***** TEXT UNDER STUDY *****
During development, multipotent cells make a series of cell fate decisions, eventually leading to the various distinct cell types in the body. With the advent of high-throughput measurement techniques, it is possible to measure the expression levels of all genes in individual cells. The goal is to extract the intermediate cell states, lineage decisions and the key transcription factors that control the sequence of decisions.
Analyzing high dimensional data and extracting informative patterns is extremely challenging. Perhaps therefore, in the literature, the task of identifying cell types, inferring lineage relationships and extracting the molecular circuits have been treated as independent challenges. Surprisingly, we discovered that solving all three inference problems simultaneously was much more effective. In particular, not only could we identify cell states and lineage transitions, but also extract key master regulators that control lineage decisions.
*****
→ PARTS OF THE EXERCISE
A - List the three inference problems that the passage on cell fate decisions says the literature has treated as independent challenges.
B - Answer these questions from the passage on cell fate decisions, one per line:
(i) What kind of cells make a series of cell fate decisions during development?
(ii) What can high-throughput measurement techniques measure in individual cells?
(iii) Besides identifying cell states and lineage transitions, what else could be extracted by solving the problems simultaneously?
C - Carry on the passage on cell fate decisions from its last sentence.
***** DATA *****
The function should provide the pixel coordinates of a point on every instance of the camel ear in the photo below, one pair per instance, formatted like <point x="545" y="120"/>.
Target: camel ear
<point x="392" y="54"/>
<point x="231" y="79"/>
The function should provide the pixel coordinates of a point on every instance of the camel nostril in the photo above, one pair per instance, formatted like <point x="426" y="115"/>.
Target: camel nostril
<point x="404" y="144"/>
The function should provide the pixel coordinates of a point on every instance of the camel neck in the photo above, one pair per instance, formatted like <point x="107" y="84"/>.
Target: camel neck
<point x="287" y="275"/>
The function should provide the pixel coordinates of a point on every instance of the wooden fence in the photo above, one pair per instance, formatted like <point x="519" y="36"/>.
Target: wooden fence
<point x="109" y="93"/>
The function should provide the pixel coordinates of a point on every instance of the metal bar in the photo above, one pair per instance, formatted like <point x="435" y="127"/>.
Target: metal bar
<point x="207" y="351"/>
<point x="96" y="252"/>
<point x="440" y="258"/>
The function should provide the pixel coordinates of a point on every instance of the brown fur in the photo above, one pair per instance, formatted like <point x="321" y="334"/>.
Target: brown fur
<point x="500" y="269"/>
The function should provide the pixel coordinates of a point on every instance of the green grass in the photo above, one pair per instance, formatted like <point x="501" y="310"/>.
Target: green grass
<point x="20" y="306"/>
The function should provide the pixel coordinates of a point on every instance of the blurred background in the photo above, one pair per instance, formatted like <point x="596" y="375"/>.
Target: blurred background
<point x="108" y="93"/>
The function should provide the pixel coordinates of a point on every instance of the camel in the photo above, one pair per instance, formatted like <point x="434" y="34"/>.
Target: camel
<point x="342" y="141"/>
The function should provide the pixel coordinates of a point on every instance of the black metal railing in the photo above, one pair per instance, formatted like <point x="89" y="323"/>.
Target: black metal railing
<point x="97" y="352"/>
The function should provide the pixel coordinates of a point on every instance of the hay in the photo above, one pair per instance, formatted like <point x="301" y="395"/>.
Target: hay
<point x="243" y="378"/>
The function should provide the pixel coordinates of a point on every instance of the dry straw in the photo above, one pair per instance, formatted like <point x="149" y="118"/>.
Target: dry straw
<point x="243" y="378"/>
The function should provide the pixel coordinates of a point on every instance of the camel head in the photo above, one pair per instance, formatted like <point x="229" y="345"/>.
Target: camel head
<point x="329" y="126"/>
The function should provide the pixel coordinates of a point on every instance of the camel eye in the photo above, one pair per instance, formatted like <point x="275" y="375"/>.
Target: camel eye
*****
→ RESULTS FOR EACH TASK
A - Identifying cell types; inferring lineage relationships; extracting the molecular circuits.

B -
(i) Multipotent cells.
(ii) The expression levels of all genes.
(iii) Key master regulators that control lineage decisions.

C -
We developed a statistical framework to simultaneously infer cell fate lineage trees and identify the corresponding key cell fate transition genes. After validating their algorithm on data from immune and intestinal development, we applied it single-cell data from human in vitro cortical development generated by collaborators at the Allen Institute for Brain Science. Our analysis revealed an early split between forebrain and mid- or hindbrain progenitors and identified key transcription factors likely to be important in driving this decision. These results were validated in a companion manuscript published in Cell Stem Cell (PDF).
As molecular biology continues to generate more high-dimensional data, it is becoming crucial to find computational techniques to bridge the gap between complex data and mechanistic insight. Building this bridge is a fundamental challenge of computational biology and our study is a step in this direction.